PA received under 10% of annual aid usually provided

Middle East Monitor  /  November 10, 2021

The Palestinian Authority (PA) is experiencing “the most difficult in years” as a result of its funding, Prime Minister Mohammad Shtayyeh said during a special session yesterday.

Shtayyeh told his cabinet that the financial situation “is the most difficult in years given that the amount of aid received so far did not exceed ten per cent of what usually reaches the treasury.”

He said that the lack of money “is reflected in the government’s operating expenses.”

According to Wafa news agency, the PA prime minister attributed the PA’s financial situation to the decline in international aid, along with the Israeli deductions from the tax revenues and the economic and financial repercussions caused by COVID-19.

Shtayyeh said that the PA did not receive any financial aid from Arab countries over the past two years.

++++++++++++++++++++

Assigned task 1>
Answer these questions about the article on Palestinian Authority funding, one line each:
(a) According to Shtayyeh, what share of the aid that usually reaches the treasury had been received so far?
(b) Which news agency is cited as the source of his remarks on the causes of the financial situation?
(c) For how long did the PA receive no financial aid from Arab countries?
Assigned task 2>
From the article on Palestinian Authority funding, extract everything from "Shtayyeh told his" down to "past two years.", without any changes.
Assigned task 3>
Continue the news article on the Palestinian Authority's funding shortfall, starting after its final sentence.

Collection entries>
++++++++++++++++++++

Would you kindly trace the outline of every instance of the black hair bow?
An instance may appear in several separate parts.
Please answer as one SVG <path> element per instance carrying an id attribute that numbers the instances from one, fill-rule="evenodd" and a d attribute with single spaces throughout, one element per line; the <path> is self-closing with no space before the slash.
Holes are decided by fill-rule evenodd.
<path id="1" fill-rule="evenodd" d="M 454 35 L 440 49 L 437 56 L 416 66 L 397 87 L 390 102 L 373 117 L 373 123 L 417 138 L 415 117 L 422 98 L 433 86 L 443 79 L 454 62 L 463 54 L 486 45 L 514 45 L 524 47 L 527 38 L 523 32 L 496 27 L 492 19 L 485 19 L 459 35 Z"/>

++++++++++++++++++++

Written response 1>
(a) No more than 10%.
(b) Wafa news agency.
(c) Over the past two years.

Written response 2>
Shtayyeh told his cabinet that the financial situation “is the most difficult in years given that the amount of aid received so far did not exceed ten per cent of what usually reaches the treasury.”

He said that the lack of money “is reflected in the government’s operating expenses.”

According to Wafa news agency, the PA prime minister attributed the PA’s financial situation to the decline in international aid, along with the Israeli deductions from the tax revenues and the economic and financial repercussions caused by COVID-19.

Shtayyeh said that the PA did not receive any financial aid from Arab countries over the past two years.

Written response 3>
“Despite the fact that the United States has resumed some of its assistance to the United Nations Relief and Works Agency for Palestine Refugees (UNRWA), the laws of the US Congress prevent the US administration from directly assisting the PA.”

The donor countries, he added, “are going to meet in Oslo next week and the PA will ask them to pressure Israel to stop its deductions from the Palestinian tax revenues, as well as to increase their aid to the Palestinian government in order to fulfill its obligations toward its people.”

“We hope that we will be able to overcome this crisis in the near future.”